» **EXERCISE PASSAGE**:
Bank delayed family's farm eviction to ease tension after Garda request
The bank at the centre of the Co Roscommon eviction controversy delayed moves to reassert its right to the property following a request from gardaí, the High Court has heard.
The revelation came as lawyers for KBC Bank opened injunction proceedings aimed at forcing the McGann family to vacate their farm.
Officers asked the bank to hold off on the legal action for a number of months until a Garda investigation had progressed sufficiently and tensions on the ground had eased.
Siblings Anthony, David and Geraldine McGann were evicted from their farmhouse in Falsk, near Strokestown, on December 11 last year on foot of a possession order in favour of KBC. A video of the eviction posted online showed distressing scenes as occupants were forced from the property.
But in the early hours of December 16, a gang of masked men attacked the eight security personnel who were guarding it. Three of the guards were hospitalised, a dog had to be put down and several vehicles were burnt out as a result of the incident.
In the aftermath of the attack, the siblings returned to the farmhouse and have remained there since.
Rossa Fanning SC, for KBC, said the injunction now being sought by the bank was "about the integrity of the rule of law".
He told Ms Justice Leonie Reynolds the bank secured a High Court possession order in 2012.

» **TASK DESCRIPTION**: Extend the report on the Roscommon farm eviction case by writing what comes after its final sentence. The records that come next aren't needed for this exercise.

» **ENTRIES SUPPLIED**:
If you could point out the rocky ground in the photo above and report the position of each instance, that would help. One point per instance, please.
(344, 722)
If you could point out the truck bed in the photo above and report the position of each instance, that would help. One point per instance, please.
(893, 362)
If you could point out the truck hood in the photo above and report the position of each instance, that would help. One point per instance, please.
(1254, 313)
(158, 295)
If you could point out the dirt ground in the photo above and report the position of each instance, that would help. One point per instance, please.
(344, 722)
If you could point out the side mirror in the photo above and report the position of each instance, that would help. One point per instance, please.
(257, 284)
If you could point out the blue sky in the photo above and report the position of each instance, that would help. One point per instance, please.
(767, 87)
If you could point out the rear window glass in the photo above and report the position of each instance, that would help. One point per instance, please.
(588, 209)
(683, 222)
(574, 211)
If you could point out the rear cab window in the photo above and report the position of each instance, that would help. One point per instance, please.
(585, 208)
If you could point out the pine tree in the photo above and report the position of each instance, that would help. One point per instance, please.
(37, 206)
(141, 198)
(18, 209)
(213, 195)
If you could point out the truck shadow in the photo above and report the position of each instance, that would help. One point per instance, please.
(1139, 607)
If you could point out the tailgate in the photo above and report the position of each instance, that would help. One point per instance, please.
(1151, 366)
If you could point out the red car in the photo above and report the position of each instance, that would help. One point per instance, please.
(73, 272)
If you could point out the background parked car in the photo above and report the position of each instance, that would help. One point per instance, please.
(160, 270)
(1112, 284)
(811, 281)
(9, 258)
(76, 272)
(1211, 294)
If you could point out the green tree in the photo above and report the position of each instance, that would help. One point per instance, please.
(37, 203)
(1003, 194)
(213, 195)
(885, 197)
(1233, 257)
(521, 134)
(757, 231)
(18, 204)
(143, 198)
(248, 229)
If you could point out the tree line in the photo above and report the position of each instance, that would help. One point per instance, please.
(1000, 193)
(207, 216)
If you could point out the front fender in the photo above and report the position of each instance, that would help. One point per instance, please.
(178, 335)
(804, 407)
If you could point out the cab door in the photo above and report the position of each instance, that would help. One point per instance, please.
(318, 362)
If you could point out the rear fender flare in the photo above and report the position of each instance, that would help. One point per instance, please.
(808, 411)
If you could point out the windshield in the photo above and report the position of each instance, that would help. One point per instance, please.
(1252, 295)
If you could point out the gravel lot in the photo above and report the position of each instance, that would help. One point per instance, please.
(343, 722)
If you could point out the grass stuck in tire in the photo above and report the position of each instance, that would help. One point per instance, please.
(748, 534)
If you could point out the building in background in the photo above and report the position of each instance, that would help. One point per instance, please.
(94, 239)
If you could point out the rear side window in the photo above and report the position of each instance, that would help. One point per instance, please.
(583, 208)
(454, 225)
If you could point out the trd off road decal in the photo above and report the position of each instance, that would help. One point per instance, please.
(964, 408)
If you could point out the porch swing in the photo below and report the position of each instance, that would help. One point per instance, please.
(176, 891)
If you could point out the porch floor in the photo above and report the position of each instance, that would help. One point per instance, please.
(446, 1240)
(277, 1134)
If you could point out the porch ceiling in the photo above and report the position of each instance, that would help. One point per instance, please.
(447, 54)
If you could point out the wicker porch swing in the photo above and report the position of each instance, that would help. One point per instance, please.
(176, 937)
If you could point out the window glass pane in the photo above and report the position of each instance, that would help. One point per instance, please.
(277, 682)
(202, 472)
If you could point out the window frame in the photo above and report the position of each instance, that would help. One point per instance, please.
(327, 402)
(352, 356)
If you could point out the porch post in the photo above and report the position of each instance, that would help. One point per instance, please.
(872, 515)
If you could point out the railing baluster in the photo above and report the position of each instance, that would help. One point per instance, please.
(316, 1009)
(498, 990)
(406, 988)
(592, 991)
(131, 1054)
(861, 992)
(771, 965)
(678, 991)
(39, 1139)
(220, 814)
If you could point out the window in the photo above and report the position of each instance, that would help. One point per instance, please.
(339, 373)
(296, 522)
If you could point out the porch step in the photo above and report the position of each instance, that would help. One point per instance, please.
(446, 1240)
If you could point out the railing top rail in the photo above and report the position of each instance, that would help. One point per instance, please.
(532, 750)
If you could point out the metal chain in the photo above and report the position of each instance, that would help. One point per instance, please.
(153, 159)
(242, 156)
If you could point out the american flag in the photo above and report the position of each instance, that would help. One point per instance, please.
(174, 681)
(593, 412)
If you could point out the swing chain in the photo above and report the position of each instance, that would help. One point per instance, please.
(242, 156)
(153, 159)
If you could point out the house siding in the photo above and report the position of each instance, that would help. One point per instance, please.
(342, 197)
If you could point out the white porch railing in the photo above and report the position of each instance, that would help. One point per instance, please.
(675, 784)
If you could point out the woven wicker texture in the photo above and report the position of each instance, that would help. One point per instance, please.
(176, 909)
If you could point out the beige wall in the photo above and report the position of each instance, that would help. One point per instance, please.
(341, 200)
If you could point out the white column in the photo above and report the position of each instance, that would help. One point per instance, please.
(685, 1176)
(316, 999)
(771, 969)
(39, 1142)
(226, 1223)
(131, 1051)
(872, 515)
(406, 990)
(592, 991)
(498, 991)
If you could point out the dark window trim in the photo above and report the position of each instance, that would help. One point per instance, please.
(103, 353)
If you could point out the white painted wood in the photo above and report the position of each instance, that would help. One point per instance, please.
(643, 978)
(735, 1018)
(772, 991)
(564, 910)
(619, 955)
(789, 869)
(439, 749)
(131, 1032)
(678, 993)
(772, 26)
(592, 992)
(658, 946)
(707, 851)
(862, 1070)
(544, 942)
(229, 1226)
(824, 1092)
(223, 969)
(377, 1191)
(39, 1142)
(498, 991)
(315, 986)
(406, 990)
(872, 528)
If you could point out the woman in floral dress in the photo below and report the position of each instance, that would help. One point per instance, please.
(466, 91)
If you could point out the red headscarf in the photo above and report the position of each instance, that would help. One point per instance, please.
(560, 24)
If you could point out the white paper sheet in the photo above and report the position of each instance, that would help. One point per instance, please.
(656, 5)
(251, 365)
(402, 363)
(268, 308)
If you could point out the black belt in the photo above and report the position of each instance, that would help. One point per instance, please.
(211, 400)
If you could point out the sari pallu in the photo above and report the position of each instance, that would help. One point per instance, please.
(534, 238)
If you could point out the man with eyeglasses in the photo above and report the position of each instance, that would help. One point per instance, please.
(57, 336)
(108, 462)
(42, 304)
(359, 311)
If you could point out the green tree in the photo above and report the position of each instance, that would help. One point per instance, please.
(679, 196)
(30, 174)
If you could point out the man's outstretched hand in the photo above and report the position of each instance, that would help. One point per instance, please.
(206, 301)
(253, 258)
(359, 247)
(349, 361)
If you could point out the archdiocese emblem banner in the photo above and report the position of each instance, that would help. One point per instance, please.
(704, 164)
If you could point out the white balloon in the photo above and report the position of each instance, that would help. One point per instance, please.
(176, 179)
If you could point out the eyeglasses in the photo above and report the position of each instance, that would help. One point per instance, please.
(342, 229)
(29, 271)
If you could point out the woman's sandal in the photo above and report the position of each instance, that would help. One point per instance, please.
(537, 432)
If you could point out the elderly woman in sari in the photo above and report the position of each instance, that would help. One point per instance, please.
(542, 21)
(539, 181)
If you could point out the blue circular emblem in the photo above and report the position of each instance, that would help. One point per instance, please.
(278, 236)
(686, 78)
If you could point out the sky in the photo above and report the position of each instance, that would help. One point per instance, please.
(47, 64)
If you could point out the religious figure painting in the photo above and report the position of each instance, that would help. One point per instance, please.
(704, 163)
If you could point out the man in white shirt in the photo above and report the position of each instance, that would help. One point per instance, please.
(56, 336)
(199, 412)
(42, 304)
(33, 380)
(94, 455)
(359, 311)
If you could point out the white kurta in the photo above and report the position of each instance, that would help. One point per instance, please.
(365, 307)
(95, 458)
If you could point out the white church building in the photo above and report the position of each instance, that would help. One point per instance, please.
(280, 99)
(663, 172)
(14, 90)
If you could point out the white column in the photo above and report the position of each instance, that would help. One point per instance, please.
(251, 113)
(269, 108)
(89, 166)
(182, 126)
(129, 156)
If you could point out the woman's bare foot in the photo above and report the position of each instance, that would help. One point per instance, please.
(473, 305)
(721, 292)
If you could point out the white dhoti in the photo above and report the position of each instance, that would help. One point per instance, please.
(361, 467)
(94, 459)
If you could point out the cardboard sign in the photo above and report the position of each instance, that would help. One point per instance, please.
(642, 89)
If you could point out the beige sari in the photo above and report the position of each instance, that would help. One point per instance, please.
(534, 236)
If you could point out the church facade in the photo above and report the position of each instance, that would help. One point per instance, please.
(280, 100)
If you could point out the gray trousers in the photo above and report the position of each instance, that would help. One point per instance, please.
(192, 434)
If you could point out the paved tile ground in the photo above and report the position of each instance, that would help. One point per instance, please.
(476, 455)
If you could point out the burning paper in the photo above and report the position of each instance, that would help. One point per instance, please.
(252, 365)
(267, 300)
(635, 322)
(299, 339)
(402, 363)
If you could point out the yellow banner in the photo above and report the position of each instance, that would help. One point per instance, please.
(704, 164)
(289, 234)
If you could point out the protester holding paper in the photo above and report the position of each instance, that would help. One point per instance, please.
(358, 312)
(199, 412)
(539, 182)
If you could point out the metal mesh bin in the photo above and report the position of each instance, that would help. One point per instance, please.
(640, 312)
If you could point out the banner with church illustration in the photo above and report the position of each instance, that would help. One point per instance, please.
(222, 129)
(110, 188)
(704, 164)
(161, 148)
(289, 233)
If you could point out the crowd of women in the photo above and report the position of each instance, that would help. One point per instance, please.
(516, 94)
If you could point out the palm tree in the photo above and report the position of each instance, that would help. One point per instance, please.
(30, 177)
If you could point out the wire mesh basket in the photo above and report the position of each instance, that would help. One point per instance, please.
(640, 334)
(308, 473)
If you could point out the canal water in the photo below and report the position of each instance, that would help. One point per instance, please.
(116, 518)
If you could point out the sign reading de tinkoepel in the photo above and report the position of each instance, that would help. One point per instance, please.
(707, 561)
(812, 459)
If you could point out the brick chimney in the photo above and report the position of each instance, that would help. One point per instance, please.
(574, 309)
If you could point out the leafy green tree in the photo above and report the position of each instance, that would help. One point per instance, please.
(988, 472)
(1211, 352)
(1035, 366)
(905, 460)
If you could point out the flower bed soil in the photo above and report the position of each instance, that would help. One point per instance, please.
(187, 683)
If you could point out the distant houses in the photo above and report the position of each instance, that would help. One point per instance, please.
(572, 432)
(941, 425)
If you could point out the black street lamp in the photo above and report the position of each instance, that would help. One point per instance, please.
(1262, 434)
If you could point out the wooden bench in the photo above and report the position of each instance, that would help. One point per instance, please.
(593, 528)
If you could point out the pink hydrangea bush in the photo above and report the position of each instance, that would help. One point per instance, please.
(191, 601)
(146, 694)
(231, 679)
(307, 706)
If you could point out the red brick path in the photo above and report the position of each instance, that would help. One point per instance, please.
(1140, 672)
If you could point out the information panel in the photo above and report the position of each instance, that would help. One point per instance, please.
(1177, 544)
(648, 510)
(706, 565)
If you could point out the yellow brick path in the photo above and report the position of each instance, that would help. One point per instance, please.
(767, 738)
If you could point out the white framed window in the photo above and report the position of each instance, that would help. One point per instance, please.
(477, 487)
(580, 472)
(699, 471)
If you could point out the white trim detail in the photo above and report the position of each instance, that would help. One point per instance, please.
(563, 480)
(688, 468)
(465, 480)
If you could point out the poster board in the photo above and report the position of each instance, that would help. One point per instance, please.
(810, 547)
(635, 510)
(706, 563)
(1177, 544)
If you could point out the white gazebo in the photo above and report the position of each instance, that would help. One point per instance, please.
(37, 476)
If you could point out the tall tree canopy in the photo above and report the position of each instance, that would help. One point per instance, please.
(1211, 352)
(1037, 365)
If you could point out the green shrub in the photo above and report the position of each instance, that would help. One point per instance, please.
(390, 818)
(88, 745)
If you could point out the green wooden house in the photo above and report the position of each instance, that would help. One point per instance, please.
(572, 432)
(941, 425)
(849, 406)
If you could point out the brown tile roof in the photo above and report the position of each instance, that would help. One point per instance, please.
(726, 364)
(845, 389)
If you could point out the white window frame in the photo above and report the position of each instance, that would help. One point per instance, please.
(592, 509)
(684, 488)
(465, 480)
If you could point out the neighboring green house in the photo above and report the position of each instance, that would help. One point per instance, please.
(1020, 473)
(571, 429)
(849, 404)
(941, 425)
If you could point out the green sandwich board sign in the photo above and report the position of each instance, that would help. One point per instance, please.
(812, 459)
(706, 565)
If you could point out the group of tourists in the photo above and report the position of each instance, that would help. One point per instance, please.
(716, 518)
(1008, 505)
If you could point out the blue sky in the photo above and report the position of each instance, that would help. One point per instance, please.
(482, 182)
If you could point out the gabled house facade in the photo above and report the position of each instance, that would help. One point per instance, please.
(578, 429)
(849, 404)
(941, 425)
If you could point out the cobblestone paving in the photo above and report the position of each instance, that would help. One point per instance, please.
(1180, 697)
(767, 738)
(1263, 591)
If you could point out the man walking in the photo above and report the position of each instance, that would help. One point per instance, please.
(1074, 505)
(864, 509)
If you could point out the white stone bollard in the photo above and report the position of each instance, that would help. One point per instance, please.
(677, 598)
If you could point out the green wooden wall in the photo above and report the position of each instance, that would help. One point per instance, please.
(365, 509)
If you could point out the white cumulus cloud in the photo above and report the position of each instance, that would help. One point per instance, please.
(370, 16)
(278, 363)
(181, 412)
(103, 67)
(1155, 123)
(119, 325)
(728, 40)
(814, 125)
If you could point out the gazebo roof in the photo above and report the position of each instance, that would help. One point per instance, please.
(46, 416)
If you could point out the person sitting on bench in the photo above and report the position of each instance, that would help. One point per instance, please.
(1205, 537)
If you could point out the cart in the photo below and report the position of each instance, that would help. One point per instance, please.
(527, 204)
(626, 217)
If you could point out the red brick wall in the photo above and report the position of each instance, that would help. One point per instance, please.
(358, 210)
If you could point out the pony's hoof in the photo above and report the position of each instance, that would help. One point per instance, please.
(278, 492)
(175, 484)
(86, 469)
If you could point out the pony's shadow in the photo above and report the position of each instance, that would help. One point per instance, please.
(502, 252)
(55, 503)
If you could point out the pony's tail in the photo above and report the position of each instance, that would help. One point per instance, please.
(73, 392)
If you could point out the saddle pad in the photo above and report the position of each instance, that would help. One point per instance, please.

» **RESPONSE AREA**:
This arose out of borrowings by Anthony McGann, the registered owner of the property.
The barrister said the farmer owed KBC €431,000, of which €192,000 was arrears. There was no pattern of repayment, he said. The last payment made to the bank was one of €500 in February 2014.
Explaining why KBC had not sought the injunction sooner, he said gardaí had specifically requested the bank delay making the application.
Mr Fanning said while KBC was not bound by the request, it agreed to do so as it "did not want to inflame the situation on the ground".
The bank was eventually informed by a Garda superintendent on March 15 that he no longer saw any impediment to the bank seeking the orders.
Mr Fanning said the bank regarded the case as an important one and wanted its application heard "in early course". "We say that this case is really about the integrity of the rule of law," he said.
From the bank's point of view, it was important its entitlements to the property and the meaning and effect of the possession order be vindicated by the court.
None of the siblings was present in court and only two of them, David and Geraldine McGann, are legally represented in the proceedings.
Their counsel, Eanna Mulloy SC, said his side would be filing a substantial affidavit replying to KBC's motion within a week.
The judge adjourned the proceedings for a fortnight.
The court also heard David McGann has issued proceedings in which he is challenging the lawfulness of the execution of the possession order. "If my client is right, the warrant was not properly executed," said Mr Mulloy.
There is no suggestion the siblings were involved in any way in the attack on the security guards.
After the incident, they released a statement saying they wished to make it clear they condemn all forms of violence and wanted to see the rule of law upheld.